Task to carry out
Which lines of the data below contain "grated"? Please show them all.

Excerpts from a dataset
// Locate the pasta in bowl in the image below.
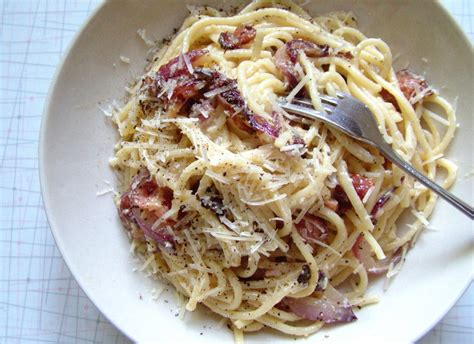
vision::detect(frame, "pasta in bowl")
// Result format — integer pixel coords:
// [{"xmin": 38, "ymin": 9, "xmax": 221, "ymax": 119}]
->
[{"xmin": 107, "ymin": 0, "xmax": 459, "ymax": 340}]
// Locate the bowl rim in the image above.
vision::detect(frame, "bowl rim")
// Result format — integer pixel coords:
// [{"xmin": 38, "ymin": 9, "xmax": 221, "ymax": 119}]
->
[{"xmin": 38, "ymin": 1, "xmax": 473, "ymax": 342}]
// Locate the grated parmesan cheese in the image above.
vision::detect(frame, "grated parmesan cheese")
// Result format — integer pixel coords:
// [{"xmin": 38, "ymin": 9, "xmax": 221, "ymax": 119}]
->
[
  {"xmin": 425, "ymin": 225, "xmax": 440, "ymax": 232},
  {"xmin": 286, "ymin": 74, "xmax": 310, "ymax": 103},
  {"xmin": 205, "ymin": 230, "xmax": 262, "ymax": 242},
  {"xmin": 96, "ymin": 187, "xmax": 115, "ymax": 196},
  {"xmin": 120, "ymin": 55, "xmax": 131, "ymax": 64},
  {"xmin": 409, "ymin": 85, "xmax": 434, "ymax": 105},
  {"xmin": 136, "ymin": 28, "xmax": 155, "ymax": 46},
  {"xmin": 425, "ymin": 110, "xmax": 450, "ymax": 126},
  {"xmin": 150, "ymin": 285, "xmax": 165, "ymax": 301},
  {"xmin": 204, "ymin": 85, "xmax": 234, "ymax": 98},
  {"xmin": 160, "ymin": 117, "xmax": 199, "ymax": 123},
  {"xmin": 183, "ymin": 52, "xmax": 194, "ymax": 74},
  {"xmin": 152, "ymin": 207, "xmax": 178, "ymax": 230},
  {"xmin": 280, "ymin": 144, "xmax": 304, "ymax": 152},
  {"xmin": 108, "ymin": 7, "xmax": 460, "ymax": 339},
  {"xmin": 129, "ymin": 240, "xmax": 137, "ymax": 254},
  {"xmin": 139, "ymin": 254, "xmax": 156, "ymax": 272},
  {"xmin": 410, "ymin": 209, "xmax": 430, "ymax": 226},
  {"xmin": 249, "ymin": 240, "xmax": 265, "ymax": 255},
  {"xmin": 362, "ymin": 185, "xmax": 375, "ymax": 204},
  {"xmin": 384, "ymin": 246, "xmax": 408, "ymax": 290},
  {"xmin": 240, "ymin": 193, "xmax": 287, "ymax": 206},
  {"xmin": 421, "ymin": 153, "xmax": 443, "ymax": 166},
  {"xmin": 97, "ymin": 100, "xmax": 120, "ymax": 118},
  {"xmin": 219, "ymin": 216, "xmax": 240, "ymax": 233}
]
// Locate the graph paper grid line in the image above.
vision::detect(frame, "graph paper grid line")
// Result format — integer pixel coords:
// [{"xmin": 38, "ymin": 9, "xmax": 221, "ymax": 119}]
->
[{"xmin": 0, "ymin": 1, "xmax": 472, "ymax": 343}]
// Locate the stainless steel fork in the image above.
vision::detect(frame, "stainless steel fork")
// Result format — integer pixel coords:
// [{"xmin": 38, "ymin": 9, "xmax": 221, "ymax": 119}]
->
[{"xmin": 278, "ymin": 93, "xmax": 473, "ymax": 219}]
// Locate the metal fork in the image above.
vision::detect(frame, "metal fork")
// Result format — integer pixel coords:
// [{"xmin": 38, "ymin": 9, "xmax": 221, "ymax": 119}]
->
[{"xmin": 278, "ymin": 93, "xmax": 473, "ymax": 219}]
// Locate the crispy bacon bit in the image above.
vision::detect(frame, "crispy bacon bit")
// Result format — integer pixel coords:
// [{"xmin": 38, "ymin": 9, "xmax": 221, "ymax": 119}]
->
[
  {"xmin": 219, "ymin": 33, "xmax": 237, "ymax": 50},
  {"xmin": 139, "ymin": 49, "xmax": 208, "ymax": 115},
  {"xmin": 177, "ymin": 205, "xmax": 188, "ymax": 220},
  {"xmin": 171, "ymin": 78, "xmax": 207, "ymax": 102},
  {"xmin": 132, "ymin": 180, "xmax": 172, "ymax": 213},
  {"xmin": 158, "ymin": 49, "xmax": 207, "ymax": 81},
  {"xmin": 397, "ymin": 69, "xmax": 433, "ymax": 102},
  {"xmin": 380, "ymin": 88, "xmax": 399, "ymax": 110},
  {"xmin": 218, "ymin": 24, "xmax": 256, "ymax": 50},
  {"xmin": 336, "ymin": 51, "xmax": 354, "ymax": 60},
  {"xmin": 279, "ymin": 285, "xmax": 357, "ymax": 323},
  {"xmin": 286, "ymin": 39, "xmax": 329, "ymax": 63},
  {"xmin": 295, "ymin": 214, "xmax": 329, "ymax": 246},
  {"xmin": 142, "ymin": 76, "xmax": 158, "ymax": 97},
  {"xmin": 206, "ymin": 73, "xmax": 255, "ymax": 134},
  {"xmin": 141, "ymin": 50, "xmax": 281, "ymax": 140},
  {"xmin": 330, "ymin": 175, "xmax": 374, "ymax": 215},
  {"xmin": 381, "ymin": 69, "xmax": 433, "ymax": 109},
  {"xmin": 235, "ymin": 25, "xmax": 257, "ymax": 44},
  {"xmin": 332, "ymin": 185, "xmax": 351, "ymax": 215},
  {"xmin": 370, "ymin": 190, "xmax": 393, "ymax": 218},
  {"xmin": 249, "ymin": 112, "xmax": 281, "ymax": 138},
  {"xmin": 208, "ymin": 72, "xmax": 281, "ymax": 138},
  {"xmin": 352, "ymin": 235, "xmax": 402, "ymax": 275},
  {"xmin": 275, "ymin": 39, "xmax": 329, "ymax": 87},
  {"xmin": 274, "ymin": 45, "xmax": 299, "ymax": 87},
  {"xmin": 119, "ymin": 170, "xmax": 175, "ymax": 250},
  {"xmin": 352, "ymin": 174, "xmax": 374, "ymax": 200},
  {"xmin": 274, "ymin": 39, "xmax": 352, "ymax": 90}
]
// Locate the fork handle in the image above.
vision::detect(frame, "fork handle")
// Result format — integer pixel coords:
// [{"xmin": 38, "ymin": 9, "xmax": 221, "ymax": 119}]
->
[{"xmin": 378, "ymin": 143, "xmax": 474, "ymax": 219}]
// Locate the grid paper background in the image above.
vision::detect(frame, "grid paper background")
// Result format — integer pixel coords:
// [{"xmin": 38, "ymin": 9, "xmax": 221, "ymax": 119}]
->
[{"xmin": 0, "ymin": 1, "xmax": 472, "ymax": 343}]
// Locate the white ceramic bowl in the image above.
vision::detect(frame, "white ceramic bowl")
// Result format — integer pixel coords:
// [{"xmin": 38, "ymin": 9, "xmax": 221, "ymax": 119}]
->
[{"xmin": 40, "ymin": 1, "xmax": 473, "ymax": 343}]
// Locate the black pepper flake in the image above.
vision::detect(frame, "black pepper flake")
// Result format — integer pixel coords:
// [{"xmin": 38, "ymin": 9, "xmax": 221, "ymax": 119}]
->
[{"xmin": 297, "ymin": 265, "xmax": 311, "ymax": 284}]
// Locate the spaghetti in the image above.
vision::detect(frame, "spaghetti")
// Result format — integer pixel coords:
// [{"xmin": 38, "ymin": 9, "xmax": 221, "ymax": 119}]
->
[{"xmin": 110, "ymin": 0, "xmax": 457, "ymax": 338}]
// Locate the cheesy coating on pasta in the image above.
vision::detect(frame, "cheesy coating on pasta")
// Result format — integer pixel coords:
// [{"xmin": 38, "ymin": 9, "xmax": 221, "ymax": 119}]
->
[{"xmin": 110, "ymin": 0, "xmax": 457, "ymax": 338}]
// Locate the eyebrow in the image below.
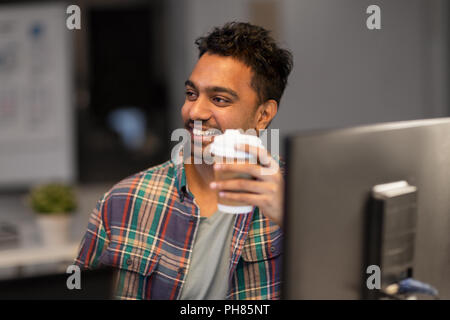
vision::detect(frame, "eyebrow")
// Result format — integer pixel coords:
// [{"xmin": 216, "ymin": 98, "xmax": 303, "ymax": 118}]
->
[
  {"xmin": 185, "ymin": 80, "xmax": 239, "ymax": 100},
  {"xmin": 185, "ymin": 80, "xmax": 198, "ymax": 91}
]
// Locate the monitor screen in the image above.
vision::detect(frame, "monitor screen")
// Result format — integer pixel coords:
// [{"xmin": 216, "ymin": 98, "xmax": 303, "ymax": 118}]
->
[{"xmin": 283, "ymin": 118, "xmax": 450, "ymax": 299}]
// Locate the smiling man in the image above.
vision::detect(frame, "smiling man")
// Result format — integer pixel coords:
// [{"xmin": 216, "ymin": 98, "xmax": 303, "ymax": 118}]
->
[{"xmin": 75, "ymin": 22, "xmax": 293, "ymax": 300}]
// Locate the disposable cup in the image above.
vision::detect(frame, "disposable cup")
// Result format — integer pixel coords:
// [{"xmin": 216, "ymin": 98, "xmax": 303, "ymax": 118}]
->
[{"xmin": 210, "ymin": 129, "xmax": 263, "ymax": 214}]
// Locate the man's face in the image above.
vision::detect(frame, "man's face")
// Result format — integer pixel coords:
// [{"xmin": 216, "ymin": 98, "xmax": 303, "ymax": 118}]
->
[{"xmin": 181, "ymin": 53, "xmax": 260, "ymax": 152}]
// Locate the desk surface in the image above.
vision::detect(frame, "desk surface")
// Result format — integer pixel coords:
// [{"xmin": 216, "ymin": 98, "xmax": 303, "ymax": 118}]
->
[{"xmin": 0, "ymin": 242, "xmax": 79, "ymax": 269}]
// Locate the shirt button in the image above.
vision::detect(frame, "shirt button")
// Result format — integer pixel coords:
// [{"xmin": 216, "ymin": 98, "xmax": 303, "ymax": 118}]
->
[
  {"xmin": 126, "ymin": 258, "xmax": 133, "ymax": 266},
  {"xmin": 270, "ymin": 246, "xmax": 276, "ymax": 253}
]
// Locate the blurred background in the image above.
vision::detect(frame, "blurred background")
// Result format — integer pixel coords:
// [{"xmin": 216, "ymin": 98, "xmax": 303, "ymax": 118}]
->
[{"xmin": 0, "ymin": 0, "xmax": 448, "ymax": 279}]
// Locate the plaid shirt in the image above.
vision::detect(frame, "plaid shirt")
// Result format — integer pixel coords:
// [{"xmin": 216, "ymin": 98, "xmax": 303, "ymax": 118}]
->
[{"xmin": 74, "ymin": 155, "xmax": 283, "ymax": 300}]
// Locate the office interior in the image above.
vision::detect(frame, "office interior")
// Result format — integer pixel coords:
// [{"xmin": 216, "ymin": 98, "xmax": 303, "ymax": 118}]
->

Exercise answer
// Locate the grated parmesan cheese in the image above.
vision::detect(frame, "grated parmesan cheese")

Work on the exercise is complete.